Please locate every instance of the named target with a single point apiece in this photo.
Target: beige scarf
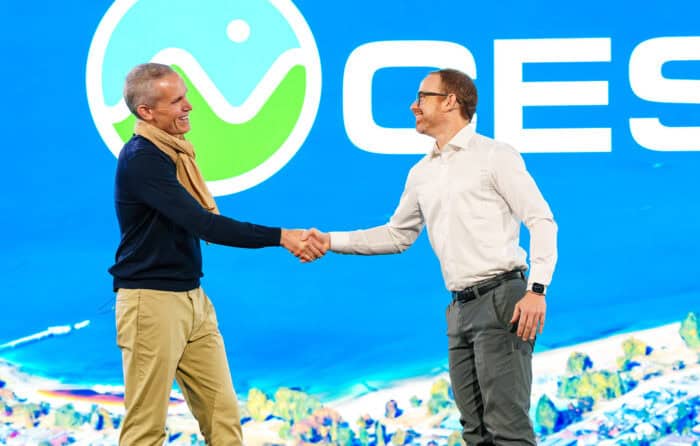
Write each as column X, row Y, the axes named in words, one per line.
column 182, row 153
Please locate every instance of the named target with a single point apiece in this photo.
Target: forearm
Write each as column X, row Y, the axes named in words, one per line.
column 227, row 231
column 543, row 250
column 378, row 240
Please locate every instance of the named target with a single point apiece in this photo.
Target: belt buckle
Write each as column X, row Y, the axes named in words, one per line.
column 466, row 295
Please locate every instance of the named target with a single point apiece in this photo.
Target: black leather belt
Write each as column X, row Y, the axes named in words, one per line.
column 478, row 289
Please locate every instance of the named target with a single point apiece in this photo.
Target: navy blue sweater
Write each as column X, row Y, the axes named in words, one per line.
column 161, row 224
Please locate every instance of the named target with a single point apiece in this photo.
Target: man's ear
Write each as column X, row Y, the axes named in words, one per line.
column 144, row 112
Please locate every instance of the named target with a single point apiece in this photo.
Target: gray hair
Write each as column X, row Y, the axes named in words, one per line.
column 138, row 88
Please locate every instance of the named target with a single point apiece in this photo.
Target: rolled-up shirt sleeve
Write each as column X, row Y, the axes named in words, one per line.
column 518, row 189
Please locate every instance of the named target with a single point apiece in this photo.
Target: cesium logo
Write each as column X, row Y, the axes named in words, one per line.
column 252, row 71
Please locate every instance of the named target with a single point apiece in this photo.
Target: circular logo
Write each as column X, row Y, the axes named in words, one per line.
column 252, row 71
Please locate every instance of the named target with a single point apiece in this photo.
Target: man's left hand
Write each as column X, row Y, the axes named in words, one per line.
column 529, row 313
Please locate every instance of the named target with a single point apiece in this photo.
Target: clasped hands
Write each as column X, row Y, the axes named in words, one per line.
column 306, row 244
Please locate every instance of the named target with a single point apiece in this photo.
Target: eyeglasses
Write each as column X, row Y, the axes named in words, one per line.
column 422, row 94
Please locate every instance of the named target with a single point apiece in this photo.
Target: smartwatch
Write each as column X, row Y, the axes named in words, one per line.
column 538, row 288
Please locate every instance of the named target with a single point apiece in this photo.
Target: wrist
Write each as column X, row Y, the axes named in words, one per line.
column 538, row 288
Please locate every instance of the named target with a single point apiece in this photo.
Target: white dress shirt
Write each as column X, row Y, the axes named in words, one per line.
column 472, row 195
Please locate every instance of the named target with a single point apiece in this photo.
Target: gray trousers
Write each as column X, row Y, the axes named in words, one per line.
column 491, row 368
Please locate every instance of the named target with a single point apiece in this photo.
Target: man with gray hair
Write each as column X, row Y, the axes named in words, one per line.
column 472, row 193
column 166, row 325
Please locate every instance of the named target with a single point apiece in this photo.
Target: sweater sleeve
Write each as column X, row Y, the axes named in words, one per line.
column 153, row 179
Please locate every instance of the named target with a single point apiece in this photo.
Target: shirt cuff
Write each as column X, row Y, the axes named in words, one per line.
column 340, row 241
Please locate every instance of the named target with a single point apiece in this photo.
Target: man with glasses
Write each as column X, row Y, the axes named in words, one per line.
column 472, row 193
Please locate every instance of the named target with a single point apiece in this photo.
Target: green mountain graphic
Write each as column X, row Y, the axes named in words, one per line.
column 227, row 150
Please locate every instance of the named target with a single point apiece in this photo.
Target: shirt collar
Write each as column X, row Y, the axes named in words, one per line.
column 458, row 142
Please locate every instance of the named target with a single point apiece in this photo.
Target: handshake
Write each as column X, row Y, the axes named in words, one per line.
column 306, row 244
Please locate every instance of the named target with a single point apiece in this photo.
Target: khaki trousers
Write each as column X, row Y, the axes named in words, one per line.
column 166, row 335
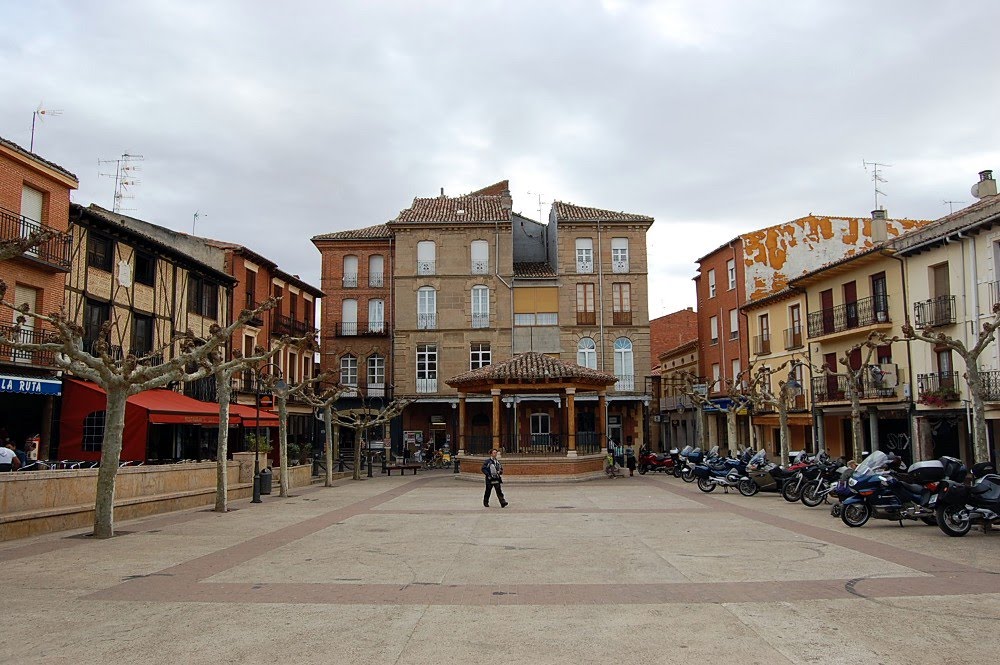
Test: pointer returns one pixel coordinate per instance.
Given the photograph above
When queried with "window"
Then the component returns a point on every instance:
(145, 268)
(480, 307)
(376, 270)
(619, 255)
(203, 297)
(479, 356)
(585, 255)
(426, 308)
(142, 334)
(624, 368)
(426, 257)
(480, 257)
(426, 368)
(349, 370)
(621, 302)
(376, 316)
(350, 271)
(586, 353)
(93, 431)
(376, 375)
(349, 317)
(585, 314)
(100, 252)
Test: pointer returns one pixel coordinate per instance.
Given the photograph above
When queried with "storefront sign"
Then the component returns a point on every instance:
(18, 384)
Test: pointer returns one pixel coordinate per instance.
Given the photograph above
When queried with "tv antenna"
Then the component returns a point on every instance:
(951, 205)
(37, 115)
(876, 177)
(124, 175)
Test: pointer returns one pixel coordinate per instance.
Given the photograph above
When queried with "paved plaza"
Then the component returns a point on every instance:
(415, 570)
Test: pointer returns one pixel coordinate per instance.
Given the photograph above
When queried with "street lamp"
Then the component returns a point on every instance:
(257, 373)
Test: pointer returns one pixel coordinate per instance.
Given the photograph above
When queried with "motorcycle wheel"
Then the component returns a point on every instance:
(856, 514)
(812, 495)
(791, 491)
(951, 521)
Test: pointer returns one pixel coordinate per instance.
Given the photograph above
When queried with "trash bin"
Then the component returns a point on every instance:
(265, 481)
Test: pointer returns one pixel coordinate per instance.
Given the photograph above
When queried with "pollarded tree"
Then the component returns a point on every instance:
(973, 375)
(121, 379)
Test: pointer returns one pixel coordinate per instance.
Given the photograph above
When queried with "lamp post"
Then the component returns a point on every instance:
(257, 373)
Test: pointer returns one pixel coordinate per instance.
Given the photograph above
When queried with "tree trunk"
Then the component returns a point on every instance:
(111, 450)
(282, 401)
(328, 445)
(223, 389)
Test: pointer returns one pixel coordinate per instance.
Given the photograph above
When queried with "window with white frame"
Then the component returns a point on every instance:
(426, 368)
(426, 257)
(426, 308)
(480, 307)
(586, 353)
(479, 356)
(480, 257)
(619, 255)
(624, 365)
(585, 255)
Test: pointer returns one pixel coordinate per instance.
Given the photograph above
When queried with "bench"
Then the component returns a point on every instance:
(402, 468)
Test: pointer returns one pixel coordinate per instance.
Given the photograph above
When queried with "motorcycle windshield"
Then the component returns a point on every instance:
(877, 460)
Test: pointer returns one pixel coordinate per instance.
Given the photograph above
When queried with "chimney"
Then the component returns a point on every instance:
(880, 231)
(986, 186)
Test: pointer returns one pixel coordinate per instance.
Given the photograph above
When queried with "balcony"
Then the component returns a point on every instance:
(793, 338)
(621, 318)
(361, 329)
(762, 345)
(54, 252)
(860, 314)
(27, 336)
(936, 312)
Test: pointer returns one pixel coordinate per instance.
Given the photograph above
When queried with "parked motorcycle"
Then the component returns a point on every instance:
(959, 506)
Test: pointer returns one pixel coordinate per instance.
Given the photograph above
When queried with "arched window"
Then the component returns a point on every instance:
(586, 353)
(624, 365)
(426, 308)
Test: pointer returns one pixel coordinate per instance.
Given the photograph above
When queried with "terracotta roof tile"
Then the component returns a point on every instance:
(568, 212)
(539, 269)
(533, 368)
(377, 231)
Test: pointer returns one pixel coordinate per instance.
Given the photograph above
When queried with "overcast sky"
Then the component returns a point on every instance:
(282, 120)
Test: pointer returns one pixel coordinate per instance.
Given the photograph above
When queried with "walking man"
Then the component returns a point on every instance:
(493, 470)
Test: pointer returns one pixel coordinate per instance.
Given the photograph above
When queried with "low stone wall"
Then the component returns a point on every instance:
(536, 469)
(45, 501)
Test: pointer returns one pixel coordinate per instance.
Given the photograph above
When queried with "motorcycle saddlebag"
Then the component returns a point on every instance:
(926, 472)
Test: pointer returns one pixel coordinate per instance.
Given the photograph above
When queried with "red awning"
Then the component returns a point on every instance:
(248, 414)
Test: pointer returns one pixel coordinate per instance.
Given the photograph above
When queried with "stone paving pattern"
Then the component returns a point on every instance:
(415, 570)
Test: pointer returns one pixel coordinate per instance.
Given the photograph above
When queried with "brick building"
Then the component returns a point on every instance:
(34, 194)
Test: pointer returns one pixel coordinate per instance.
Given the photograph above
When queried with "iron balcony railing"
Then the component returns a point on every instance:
(793, 338)
(361, 329)
(938, 311)
(761, 344)
(864, 312)
(54, 252)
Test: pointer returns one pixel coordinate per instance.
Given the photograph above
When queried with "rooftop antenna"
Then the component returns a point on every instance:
(876, 177)
(951, 205)
(125, 170)
(37, 115)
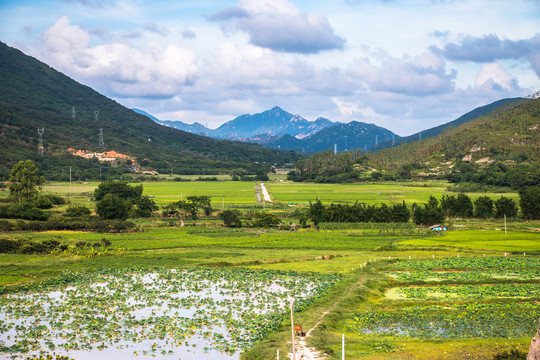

--- Work instruction ---
Tell how many lines in the data include the string "balcony". Reply with the number and no other text.

--- Completed exercise ---
2